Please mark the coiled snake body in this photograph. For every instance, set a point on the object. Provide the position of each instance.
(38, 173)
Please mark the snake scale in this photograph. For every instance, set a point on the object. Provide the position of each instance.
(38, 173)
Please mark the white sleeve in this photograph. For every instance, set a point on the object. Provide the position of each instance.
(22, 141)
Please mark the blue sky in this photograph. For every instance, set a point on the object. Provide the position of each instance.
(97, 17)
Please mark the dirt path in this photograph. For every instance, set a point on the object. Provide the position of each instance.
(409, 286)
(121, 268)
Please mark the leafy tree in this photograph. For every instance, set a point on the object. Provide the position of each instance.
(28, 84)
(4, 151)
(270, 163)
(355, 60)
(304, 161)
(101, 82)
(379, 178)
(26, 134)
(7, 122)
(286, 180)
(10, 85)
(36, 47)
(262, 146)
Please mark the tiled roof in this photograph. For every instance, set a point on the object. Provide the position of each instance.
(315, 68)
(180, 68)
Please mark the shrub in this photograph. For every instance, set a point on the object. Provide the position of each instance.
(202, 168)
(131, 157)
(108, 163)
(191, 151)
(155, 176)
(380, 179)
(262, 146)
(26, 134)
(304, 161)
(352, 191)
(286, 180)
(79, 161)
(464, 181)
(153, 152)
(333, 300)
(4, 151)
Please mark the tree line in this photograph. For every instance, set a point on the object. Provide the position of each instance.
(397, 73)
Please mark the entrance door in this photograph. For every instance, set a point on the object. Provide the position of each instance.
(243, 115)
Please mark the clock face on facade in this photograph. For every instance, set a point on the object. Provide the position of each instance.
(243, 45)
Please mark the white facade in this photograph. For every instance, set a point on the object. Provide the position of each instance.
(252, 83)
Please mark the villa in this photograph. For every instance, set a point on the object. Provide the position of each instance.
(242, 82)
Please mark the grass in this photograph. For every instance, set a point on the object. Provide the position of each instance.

————————

=== Given task ===
Copy all of the rows above word for word, with no line changed, added, or left out.

=== Finished answer ===
Please mark the coiled snake body in this photograph. For every instance, set a point on the object. Provide the position of each instance.
(38, 173)
Please mark the snake scale in this photograph. For every instance, set a point on the object. Provide the position of each instance.
(38, 173)
Please mark the white sleeve in this photograph. For every instance, set a point on the object. Provide the position of each instance.
(22, 141)
Please mark the blue sky in this photograph. For every instance, set a point on the object. Provide the position of each instance.
(97, 17)
Please mark the dirt path in this photograph. For every instance, set a point on the object. Provide the position of each instance.
(409, 286)
(121, 268)
Please mark the leafy tree in this photograph. For every instance, set a point on the object. Provide the position of each instance.
(28, 84)
(4, 151)
(270, 163)
(355, 60)
(304, 161)
(101, 82)
(379, 178)
(26, 134)
(7, 122)
(286, 180)
(10, 85)
(36, 47)
(262, 146)
Please mark the tiled roof in this photograph. For every instance, set a point on the object. Provide the position of each instance.
(315, 68)
(180, 68)
Please mark the shrub in this photograph. For every instance, set a point on the object. Provide the position of each instance.
(202, 168)
(131, 157)
(108, 163)
(191, 151)
(155, 176)
(380, 179)
(262, 146)
(26, 134)
(304, 161)
(352, 191)
(286, 180)
(79, 161)
(464, 181)
(153, 152)
(333, 300)
(4, 151)
Please mark the tree line in this photograph. For every instance, set a point on the object. Provide the position of each instance.
(397, 73)
Please mark the entrance door in this photograph. For every instance, set a point on the object. Provide the position of each instance.
(243, 115)
Please mark the clock face on facade in this photograph. For every instance, set a point on the object. Provide the position of each instance.
(243, 45)
Please mark the white facade in this photograph. For every instance, set a point on the object. Provide the position of each instance.
(252, 83)
Please mark the villa in this photograph. For every instance, set a point on the object. Provide the position of each instance.
(242, 82)
Please mark the grass in this photograph. For every instance, set a point on the object. Provide the position of each instance.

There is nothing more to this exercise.